▶ _Given exercise_: Recast every line of the listing below as a Markdown table with the columns Row and Listing line, skipping blank lines. Leave the pictures out of the table.
------ Stored data
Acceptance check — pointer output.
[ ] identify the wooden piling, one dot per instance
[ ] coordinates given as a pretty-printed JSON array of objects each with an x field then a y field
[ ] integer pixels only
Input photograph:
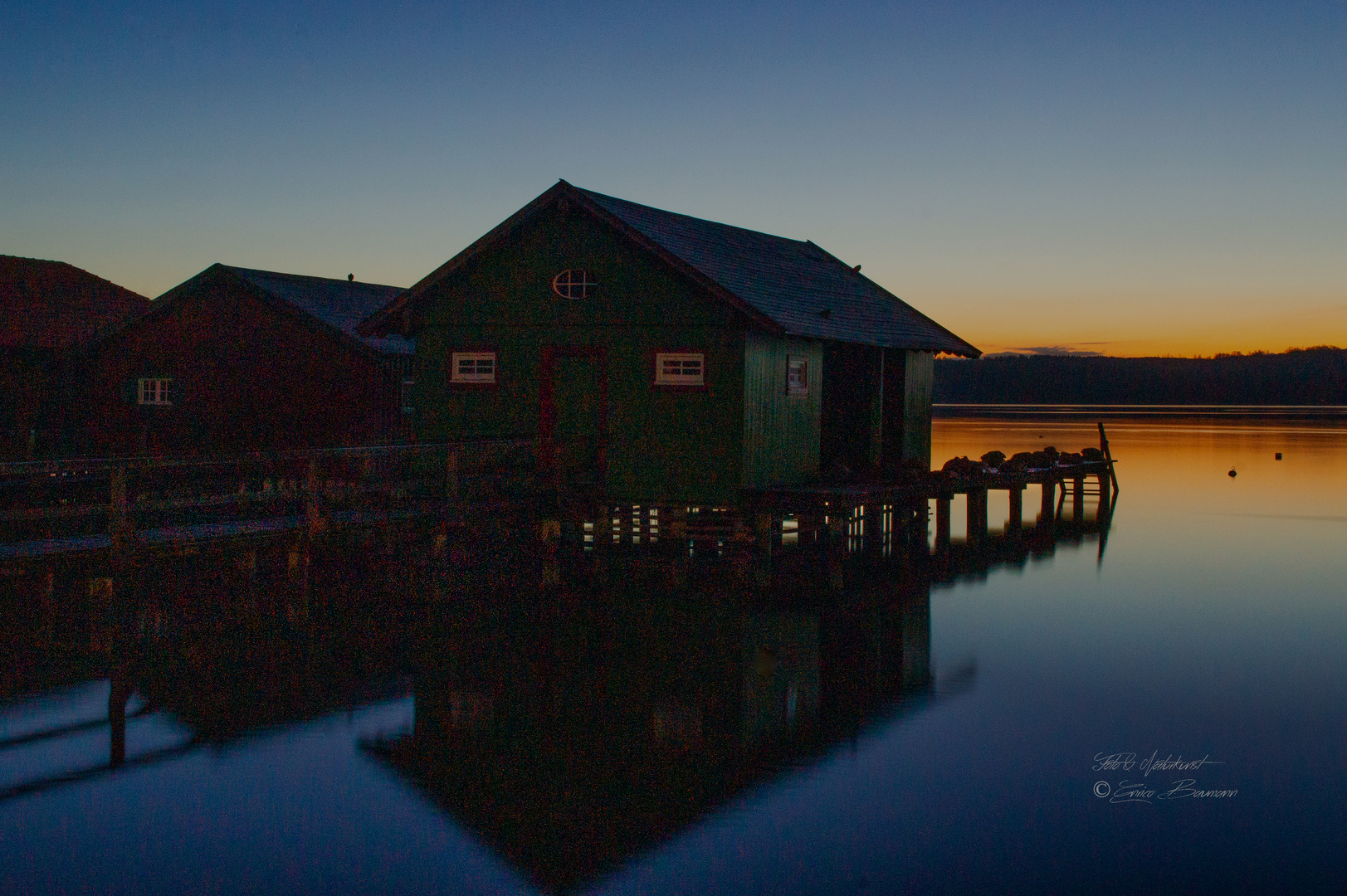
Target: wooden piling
[
  {"x": 1048, "y": 511},
  {"x": 451, "y": 473},
  {"x": 977, "y": 515},
  {"x": 313, "y": 520},
  {"x": 120, "y": 528},
  {"x": 942, "y": 523},
  {"x": 1016, "y": 507}
]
------------
▶ _Exercise output_:
| Row | Listing line |
|---|---|
| 1 | Acceptance check — pointer output. |
| 2 | [ ] identify the wooden piling, one dot per instance |
| 3 | [ ] coordinates given as a pretty-printed JSON array of objects each with an x field then a y field |
| 4 | [ ] integer pixels only |
| 5 | Input photograph: |
| 6 | Target: wooden piling |
| 7 | [ |
| 8 |   {"x": 1048, "y": 511}, |
| 9 |   {"x": 451, "y": 473}, |
| 10 |   {"x": 977, "y": 515}, |
| 11 |   {"x": 313, "y": 520}, |
| 12 |   {"x": 120, "y": 528}, |
| 13 |   {"x": 942, "y": 523}, |
| 14 |   {"x": 1016, "y": 507} |
| 15 | ] |